THINGS TO DO |
1) Answer these questions using the article about the officers' lawsuit:
(a) In which court did the officers file the lawsuit?
(b) At about what time did the Cuyahoga Community College police officer come upon Wenzler?
(c) What prison sentence did Wenzler receive after his guilty plea?
2) Rewrite the article about the officers' lawsuit from "Plaintiffs can file" up to and including "in downtown Cleveland.", replacing "Plaintiffs" with "Claimants".

QUOTED PASSAGE |
--- START ---

Cleveland officers sue Avon Lake man with hepatitis C who spat in their faces
CLEVELAND, Ohio Jan 24 2019– Two Cleveland police officers filed suit against an Avon Lake man who spit in their faces and declared that he had hepatitis C last January.
Officers Darian Laska and Timothy McKenzie filed the lawsuit in Lorain County Common Pleas Court on Friday. The suit accuses Matthew Wenzler of assaulting them and inflicting emotional distress. They seek the chance to take their case to a jury and ask for compensatory and punitive damages.
The officers are represented by Patrick Murphy of the personal-injury law firm Dworkin and Bernstein. Murphy did not return a voicemail seeking comment Tuesday.
No attorney is listed for Wenzler, who could not be reached for comment.
Plaintiffs can file lawsuits in either the county where the underlying incident took place or the defendant’s home county.
The suit stems from a Jan. 19, 2018 encounter outside JACK Casino in downtown Cleveland.
A Cuyahoga Community College police officer came upon Wenzler about 2:45 a.m. as the then-27-year-old lay on the sidewalk outside the casino near Prospect Avenue and Ontario Street.
That officer said Wenzler appeared drunk and passed out, and he called Cleveland police to help, according to a police report. When Laska and McKenzie got to the scene, a security guard from the Casino came outside and said Wenzler was thrown out of the casino about a half-hour earlier, the report says.
The officers called for an ambulance to take Wenzler to Lutheran Hospital, according to the lawsuit. Wenzler awoke as Cleveland EMS technicians loaded him into the squad. He grabbed the paramedic’s uniforms and flailed around, the report said. Wenzler screamed at the officers as they tried to take him into custody, the report says. He then spat in McKenzie’s face and said he was “Hep-C positive,” according to records. McKenzie was treated by EMS technicians at the scene.
Wenzler spit in Laska’s face when he got to the hospital, according to court records.
Both of the officers were tested for the virus at the hospital. The lawsuit does not allege that the officers contracted the virus.
Wenzler in May pleaded guilty to harassment by inmate, a third-degree felony, and was sentenced to 18 months in prison. A judge granted him early release in September after he spent a total of nine months behind bars, and he was placed into a re-entry program and housed at Harbor Light, a sober-living facility, and he remains on probation.

--- END ---

GIVEN DATA |

--- START ---

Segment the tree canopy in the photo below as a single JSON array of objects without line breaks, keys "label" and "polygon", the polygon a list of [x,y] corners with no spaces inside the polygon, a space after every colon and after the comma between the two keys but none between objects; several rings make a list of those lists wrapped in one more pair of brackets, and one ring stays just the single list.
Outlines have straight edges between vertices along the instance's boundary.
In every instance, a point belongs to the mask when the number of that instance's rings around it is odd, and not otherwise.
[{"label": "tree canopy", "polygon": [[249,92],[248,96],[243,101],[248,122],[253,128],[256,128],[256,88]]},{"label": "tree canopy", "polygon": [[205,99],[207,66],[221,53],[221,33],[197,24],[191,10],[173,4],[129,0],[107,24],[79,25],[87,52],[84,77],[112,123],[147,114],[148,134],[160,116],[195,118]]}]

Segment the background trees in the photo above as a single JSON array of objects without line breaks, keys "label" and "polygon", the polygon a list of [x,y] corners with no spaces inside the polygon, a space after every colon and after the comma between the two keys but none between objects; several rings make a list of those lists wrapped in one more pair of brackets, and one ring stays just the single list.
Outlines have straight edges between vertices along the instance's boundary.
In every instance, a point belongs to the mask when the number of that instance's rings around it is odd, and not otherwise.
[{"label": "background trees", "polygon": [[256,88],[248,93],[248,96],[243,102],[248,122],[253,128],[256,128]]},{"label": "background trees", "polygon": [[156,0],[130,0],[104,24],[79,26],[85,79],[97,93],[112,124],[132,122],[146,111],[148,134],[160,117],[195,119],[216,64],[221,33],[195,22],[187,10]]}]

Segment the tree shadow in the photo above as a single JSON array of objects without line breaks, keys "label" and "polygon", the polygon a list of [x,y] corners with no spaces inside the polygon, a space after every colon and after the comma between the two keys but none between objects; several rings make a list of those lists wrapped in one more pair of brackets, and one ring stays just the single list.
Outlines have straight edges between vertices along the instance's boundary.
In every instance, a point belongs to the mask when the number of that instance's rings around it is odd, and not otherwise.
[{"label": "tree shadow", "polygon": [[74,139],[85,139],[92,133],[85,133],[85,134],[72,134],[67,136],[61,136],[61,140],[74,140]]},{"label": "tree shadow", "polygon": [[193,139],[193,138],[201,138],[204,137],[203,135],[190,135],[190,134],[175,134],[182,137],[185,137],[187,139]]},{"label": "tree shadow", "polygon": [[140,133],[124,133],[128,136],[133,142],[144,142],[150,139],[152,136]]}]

--- END ---

TASK ANSWERS |
1)
(a) Lorain County Common Pleas Court
(b) About 2:45 a.m.
(c) 18 months

2)
Claimants can file lawsuits in either the county where the underlying incident took place or the defendant’s home county.
The suit stems from a Jan. 19, 2018 encounter outside JACK Casino in downtown Cleveland.